··· Records for the task

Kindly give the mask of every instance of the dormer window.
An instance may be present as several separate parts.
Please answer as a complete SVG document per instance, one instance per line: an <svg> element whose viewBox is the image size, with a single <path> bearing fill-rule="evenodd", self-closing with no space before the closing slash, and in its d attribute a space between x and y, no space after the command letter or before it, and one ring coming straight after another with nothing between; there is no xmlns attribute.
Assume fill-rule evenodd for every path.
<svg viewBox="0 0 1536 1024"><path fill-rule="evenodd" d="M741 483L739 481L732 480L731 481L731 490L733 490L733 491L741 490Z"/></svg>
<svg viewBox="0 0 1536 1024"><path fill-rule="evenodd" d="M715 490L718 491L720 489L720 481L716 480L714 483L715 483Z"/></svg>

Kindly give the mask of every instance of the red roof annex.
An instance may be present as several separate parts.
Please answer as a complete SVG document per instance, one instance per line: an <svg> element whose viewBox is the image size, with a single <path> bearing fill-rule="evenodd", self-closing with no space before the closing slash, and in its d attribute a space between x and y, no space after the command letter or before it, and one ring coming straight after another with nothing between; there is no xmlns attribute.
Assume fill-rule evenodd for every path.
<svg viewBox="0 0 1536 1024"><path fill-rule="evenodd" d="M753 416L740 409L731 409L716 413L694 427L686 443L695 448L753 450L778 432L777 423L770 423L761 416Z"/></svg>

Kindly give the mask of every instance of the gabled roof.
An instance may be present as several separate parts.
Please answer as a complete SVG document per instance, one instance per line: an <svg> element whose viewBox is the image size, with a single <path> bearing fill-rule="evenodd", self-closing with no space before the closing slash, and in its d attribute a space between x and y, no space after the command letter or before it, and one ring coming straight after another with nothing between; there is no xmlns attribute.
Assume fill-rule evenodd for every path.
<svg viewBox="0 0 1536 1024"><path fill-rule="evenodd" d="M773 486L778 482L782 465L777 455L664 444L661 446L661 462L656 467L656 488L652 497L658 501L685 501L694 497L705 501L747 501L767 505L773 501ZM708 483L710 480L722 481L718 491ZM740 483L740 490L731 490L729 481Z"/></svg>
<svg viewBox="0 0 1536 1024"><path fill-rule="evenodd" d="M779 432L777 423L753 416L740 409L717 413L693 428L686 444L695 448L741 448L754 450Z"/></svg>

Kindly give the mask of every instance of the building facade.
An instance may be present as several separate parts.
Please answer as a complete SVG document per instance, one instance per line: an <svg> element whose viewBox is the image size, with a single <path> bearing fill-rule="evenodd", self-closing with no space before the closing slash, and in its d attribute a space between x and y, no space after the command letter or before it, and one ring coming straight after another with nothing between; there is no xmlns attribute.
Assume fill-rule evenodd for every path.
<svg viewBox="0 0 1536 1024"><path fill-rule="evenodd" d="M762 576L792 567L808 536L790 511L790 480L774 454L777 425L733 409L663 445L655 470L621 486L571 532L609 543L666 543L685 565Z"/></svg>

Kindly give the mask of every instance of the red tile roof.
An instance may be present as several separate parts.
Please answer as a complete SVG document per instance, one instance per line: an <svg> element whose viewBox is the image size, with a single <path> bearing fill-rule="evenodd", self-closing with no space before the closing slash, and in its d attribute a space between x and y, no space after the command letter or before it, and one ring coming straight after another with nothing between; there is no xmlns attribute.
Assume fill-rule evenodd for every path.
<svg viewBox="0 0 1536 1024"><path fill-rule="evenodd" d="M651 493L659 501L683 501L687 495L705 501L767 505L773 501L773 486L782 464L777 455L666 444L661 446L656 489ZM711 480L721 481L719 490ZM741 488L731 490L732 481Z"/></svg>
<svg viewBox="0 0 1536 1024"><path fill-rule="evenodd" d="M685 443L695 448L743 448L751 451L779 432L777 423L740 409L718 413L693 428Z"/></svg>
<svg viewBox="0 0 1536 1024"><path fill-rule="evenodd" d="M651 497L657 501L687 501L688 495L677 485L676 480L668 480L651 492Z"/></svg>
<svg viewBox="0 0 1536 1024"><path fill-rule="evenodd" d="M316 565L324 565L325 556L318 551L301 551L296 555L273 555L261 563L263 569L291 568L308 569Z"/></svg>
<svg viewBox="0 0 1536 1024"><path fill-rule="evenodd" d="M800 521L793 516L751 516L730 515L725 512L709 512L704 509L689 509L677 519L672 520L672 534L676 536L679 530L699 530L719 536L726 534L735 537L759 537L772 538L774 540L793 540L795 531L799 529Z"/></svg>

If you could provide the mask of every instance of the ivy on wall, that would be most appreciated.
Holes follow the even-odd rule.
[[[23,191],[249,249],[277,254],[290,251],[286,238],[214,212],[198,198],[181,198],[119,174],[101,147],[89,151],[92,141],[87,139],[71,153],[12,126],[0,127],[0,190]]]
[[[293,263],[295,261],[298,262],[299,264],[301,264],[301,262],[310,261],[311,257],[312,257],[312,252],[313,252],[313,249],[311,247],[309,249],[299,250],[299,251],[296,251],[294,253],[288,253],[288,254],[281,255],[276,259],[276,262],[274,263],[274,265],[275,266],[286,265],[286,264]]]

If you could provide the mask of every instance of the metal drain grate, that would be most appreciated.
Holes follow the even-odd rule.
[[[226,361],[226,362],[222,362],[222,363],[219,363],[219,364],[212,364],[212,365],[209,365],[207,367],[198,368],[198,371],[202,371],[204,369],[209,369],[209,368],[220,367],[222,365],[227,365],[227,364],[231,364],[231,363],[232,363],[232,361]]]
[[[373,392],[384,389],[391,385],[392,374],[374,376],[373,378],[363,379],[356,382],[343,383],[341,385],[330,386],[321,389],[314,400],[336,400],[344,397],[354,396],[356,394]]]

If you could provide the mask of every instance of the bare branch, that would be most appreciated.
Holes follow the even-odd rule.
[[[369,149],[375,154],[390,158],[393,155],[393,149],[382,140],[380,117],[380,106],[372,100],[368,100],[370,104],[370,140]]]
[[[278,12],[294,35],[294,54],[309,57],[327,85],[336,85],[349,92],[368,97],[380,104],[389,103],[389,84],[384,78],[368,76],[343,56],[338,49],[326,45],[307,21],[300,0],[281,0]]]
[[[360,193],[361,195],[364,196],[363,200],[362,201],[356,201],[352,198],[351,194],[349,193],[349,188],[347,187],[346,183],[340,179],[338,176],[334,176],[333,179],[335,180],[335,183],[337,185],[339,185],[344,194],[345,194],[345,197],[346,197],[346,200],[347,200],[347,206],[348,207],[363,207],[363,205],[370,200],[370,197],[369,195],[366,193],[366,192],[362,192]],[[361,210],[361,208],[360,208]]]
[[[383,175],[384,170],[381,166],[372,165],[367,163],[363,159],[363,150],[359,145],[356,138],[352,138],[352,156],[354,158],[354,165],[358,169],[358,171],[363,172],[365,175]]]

······

Using the entries above, repeat only the lines from the one containing "grate, that would be most appreciated." through the one containing "branch, that would be most appreciated.", end lines included.

If you could provide the mask of every instance of the metal drain grate, that would be most appreciated.
Holes follow the even-odd rule.
[[[226,361],[226,362],[222,362],[222,363],[219,363],[219,364],[212,364],[212,365],[209,365],[207,367],[198,368],[198,371],[202,371],[204,369],[209,369],[209,368],[220,367],[222,365],[227,365],[227,364],[231,364],[231,363],[232,363],[232,361]]]
[[[373,392],[384,389],[391,385],[392,374],[374,376],[373,378],[363,379],[356,382],[343,383],[341,385],[330,386],[321,389],[314,400],[336,400],[344,397],[354,396],[356,394]]]

If you could provide the mask of every instance of the bare branch, that would be most appreciated.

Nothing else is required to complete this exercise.